**EXTRACT**
____________

Wayne Grudem devotes an entire chapter of his systematic theology to common grace. I think he is on the right track when he argues (Systematic Theology, 657-58) that common grace
does not directly flow from Christ’s atoning work, since Christ’s death did not earn any measure of forgiveness for unbelievers, and therefore did not merit the blessings of common grace for them either. However … common grace does flow indirectly from Christ’s redemptive work because the fact that God did not judge the world at once when sin entered it was primarily or perhaps exclusively due to the fact that he planned eventually to save some sinners through the death of his Son.
Grudem doesn’t cite it, but I think the implication of Romans 3:25 (specifically 25b) corroborates this view. Paul’s statement implies some linkage between the cross and common grace, but the linkage is indirect. Namely, God “forbore” the sins that are past (i.e., he did not punish them immediately) because he was going to deal with them via the propitiatory sacrifice of Christ. But even here, God’s ability to do that is again linked to His character, since it is extended “through the forbearance of God.” (Grudem also discusses the realms in which common grace is manifested: physical, intellectual, moral, and creative. The link between common grace and the divine character seems clear in the physical realm, while the link between common grace and the imago dei seems clear in the last three areas.)
If anyone would argue for grounding common grace directly in the atonement, I would have expected Berkhof to do so. But even he (and according to him, most Reformed theologians) corroborates Grudem on the indirectness of the linkage between common grace and the atonement.

____________

**SOURCE DATA**
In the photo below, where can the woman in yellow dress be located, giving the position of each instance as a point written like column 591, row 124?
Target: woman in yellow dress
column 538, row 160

____________

**REQUESTS**
1. Reproduce part of the passage on common grace word for word, starting at the words "If anyone would" and ending after the words "and the atonement.".
2. According to the passage on common grace, in which realms does Grudem say common grace is manifested?
3. Condense the paragraph of the passage on common grace that opens with "If anyone would argue for grounding" into one shorter sentence that keeps its main facts.
The lines have no connection to the passage on common grace.

**TASK-BY-TASK RESULTS**
1.
If anyone would argue for grounding common grace directly in the atonement, I would have expected Berkhof to do so. But even he (and according to him, most Reformed theologians) corroborates Grudem on the indirectness of the linkage between common grace and the atonement.

2. The physical, intellectual, moral, and creative realms.

3. The author expected Berkhof to ground common grace directly in the atonement, but Berkhof agrees with Grudem that the link is indirect and says most Reformed theologians hold the same view.